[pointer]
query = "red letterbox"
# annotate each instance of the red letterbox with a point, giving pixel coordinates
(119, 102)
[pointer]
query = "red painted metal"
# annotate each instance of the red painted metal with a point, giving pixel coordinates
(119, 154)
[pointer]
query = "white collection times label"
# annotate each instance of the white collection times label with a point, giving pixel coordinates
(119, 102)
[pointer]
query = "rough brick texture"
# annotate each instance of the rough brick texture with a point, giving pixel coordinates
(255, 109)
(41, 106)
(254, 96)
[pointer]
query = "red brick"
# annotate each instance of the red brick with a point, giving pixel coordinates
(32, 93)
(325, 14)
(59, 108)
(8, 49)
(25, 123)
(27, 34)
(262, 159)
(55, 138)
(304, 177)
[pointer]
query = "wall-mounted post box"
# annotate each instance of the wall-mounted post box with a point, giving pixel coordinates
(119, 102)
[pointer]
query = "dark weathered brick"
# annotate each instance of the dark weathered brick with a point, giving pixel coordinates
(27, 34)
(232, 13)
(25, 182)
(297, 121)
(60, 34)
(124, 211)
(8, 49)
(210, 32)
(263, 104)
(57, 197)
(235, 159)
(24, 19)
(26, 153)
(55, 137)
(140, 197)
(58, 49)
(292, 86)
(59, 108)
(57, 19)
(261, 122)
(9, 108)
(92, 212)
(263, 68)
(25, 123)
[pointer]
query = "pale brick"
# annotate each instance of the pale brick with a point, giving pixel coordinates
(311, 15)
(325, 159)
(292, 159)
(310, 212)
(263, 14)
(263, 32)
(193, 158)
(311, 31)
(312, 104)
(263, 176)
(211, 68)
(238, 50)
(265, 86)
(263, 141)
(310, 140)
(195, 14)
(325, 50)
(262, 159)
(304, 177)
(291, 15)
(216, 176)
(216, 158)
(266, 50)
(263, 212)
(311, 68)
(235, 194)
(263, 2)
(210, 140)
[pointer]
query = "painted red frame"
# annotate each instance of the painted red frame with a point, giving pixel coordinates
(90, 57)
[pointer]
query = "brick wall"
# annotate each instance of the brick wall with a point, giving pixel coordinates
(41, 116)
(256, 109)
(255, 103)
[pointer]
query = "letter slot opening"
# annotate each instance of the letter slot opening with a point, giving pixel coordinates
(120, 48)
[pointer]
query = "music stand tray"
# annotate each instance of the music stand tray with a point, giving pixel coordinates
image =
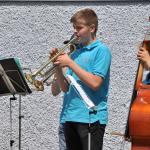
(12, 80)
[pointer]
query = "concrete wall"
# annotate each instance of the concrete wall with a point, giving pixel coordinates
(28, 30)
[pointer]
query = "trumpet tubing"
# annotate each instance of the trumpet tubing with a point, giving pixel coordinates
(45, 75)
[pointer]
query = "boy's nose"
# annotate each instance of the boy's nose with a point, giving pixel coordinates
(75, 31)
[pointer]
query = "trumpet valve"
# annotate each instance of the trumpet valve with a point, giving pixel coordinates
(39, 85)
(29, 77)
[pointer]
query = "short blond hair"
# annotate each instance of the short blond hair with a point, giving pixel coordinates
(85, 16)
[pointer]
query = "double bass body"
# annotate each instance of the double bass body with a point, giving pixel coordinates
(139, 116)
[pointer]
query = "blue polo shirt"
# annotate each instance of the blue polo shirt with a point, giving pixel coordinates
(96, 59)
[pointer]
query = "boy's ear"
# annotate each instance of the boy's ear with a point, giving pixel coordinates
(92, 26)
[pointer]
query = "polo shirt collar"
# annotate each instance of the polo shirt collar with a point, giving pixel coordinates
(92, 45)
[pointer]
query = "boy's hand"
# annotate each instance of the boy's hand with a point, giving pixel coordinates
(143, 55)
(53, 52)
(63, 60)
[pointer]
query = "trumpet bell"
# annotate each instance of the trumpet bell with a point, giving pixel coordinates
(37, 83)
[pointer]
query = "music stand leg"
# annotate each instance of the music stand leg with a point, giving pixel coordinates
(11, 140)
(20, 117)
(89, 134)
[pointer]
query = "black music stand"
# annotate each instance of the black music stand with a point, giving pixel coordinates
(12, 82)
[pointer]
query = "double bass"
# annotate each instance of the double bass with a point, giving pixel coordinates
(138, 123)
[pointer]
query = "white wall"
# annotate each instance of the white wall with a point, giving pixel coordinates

---

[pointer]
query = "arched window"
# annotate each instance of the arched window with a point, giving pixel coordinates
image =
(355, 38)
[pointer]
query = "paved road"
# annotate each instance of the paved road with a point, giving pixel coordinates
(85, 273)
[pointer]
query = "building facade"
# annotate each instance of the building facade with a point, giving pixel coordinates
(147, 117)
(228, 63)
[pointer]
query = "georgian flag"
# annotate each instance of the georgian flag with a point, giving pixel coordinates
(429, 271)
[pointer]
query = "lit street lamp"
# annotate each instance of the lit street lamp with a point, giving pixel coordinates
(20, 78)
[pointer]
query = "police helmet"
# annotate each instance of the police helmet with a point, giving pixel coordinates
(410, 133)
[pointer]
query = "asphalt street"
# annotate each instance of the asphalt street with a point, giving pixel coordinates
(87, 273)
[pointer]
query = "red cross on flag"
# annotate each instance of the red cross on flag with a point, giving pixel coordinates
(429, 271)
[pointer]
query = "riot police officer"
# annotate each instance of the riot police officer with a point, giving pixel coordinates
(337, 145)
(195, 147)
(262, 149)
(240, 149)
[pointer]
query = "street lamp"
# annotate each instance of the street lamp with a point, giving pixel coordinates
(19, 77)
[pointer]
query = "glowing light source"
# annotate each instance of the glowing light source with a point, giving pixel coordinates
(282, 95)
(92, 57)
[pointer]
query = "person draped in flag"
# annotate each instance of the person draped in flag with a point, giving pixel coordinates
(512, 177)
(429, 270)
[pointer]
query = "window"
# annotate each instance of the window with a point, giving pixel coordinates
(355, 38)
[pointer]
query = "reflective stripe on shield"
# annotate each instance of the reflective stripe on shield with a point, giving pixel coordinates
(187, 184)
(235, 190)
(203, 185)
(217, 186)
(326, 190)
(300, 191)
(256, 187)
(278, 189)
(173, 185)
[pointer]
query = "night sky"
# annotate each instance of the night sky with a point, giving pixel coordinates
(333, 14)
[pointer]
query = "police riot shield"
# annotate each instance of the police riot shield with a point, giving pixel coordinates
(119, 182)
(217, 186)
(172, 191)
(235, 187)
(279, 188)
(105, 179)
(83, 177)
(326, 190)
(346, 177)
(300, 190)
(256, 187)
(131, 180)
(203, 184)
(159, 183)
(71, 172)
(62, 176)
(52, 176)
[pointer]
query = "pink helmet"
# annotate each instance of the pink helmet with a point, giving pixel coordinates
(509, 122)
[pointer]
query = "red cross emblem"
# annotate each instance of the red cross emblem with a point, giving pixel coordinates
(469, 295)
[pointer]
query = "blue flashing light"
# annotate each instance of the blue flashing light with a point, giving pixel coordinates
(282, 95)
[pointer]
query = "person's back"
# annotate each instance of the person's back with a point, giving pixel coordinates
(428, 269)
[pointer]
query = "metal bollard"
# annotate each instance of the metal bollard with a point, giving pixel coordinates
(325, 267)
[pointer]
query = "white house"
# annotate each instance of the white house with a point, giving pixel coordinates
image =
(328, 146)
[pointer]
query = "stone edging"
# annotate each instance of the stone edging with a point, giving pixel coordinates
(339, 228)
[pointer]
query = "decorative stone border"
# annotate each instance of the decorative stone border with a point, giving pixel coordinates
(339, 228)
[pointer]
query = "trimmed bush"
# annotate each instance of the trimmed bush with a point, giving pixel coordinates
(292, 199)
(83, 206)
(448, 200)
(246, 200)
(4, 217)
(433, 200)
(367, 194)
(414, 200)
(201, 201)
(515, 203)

---

◆ What is being asked: Pull out each line of the data above that contains the string "collection". Matching is case-sensitive.

◆ Finished task:
query = "white collection times label"
# annotate each instance of the white collection times label with a point, giving pixel coordinates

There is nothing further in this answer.